YOUR INSTRUCTIONS: Starting at the line with "Where can the woman's face" in it, reproduce each line below through the last one, exactly, and include nothing else.

╭──

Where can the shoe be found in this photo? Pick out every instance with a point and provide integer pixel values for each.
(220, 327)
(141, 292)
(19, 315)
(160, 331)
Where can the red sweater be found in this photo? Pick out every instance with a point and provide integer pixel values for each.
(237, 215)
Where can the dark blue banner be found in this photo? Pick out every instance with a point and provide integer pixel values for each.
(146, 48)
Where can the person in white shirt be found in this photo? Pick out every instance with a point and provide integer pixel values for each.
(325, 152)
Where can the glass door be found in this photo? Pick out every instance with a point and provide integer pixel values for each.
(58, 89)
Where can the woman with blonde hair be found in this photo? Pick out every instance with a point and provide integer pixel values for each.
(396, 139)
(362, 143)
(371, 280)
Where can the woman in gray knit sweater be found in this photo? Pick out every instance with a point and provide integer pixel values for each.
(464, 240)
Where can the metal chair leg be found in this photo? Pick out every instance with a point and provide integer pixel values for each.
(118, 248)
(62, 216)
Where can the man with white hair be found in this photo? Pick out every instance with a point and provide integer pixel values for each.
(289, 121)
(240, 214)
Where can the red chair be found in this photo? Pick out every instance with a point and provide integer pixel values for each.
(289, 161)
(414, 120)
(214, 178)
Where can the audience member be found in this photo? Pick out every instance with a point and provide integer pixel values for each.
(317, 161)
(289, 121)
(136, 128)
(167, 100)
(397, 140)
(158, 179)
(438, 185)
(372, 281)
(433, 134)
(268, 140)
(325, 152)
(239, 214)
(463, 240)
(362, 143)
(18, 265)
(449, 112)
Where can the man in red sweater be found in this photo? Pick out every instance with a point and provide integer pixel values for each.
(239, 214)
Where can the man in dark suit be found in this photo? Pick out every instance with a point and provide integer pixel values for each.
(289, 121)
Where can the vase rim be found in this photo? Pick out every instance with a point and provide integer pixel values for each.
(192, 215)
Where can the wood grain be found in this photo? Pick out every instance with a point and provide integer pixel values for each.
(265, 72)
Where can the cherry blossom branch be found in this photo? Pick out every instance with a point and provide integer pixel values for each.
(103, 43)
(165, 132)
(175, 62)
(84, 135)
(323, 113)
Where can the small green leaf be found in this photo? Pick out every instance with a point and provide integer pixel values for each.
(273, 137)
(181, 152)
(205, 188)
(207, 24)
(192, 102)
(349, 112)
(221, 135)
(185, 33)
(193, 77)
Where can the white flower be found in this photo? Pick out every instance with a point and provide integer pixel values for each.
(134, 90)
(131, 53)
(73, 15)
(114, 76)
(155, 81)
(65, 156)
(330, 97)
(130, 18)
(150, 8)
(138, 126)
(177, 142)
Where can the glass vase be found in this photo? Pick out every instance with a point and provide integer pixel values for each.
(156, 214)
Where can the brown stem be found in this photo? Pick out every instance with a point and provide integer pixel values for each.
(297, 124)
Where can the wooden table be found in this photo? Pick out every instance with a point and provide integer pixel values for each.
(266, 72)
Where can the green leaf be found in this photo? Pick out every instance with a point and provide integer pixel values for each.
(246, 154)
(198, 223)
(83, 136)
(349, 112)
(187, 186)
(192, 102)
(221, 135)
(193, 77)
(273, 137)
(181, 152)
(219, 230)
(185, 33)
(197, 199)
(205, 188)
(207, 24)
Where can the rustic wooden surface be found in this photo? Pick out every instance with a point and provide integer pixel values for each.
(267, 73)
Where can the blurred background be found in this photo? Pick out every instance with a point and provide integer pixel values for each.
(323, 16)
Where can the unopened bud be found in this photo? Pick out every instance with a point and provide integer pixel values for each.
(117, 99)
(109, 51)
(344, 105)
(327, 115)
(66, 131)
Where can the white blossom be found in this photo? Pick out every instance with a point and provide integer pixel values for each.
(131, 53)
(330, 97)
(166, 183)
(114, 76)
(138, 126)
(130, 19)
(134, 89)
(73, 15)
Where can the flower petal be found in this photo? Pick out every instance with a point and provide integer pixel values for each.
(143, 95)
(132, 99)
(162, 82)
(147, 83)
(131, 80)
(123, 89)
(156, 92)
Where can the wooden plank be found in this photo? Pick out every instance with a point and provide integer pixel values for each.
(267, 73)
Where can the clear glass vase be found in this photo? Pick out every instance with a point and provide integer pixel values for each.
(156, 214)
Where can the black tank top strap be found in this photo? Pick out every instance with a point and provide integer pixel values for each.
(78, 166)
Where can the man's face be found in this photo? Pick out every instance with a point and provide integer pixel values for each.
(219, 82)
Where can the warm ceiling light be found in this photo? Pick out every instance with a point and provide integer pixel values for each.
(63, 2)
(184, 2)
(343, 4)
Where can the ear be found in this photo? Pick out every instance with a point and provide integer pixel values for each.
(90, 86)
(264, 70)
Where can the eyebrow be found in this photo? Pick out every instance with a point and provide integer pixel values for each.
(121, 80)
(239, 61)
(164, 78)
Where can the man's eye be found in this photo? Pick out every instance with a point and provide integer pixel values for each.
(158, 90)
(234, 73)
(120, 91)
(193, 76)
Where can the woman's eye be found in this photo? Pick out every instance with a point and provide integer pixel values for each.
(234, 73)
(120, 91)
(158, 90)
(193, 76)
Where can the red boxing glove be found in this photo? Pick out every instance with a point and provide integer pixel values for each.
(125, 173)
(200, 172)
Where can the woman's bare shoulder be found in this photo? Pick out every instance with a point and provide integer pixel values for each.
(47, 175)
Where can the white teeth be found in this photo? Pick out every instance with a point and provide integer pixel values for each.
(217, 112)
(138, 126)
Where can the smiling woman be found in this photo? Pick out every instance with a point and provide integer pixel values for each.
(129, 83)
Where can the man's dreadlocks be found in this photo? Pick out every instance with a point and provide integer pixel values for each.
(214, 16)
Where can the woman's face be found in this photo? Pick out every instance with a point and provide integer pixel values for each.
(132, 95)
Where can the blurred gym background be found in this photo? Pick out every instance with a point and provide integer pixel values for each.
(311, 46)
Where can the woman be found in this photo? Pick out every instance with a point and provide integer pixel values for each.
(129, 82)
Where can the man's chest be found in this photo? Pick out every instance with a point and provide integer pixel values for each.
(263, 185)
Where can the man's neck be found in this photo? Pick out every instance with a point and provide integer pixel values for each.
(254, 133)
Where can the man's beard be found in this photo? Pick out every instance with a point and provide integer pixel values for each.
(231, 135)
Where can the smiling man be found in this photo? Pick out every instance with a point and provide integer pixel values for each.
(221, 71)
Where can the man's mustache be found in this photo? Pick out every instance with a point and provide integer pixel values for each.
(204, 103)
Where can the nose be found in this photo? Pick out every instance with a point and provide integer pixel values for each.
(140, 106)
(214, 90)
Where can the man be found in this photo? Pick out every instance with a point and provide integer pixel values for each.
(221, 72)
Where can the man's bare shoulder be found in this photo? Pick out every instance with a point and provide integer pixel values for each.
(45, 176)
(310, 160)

╰──

THE COMPLETED TASK:
Where can the woman's face be found in this photo? Pick out every instance with a point and provide integer pixel values for each.
(132, 95)
Where can the blurred gym background be found in this photo? Pick out every instance with a point and provide integer pixel values for each.
(311, 46)
Where can the woman be found in this photo? Pick out every instance with a point and provide integer pixel values for each.
(129, 82)
Where can the man's chest be found in this photo? Pick out every instance with a point and provide integer pixel values for each.
(263, 185)
Where can the man's neck be found in this photo? Pick out every instance with a point and provide integer pixel values for each.
(254, 133)
Where can the man's beard be found in this photo? Pick out every instance with a point and provide integer pixel values for each.
(231, 135)
Where can the smiling man be found in this photo? Pick out every instance with a point and provide integer pixel values for each.
(221, 71)
Where can the man's mustache be found in this photo? Pick out every instance with a point and provide integer pixel values for each.
(204, 103)
Where can the nose be found in this photo? Pick out every instance with a point and provide integer pixel values for each.
(140, 106)
(214, 90)
Where can the man be found in this photo? Pick out every instance with a point and provide integer pixel values for each.
(221, 72)
Where can the man's bare shoulder be found in this photo? Pick out every instance with a point and provide integer pixel values for each.
(45, 176)
(310, 160)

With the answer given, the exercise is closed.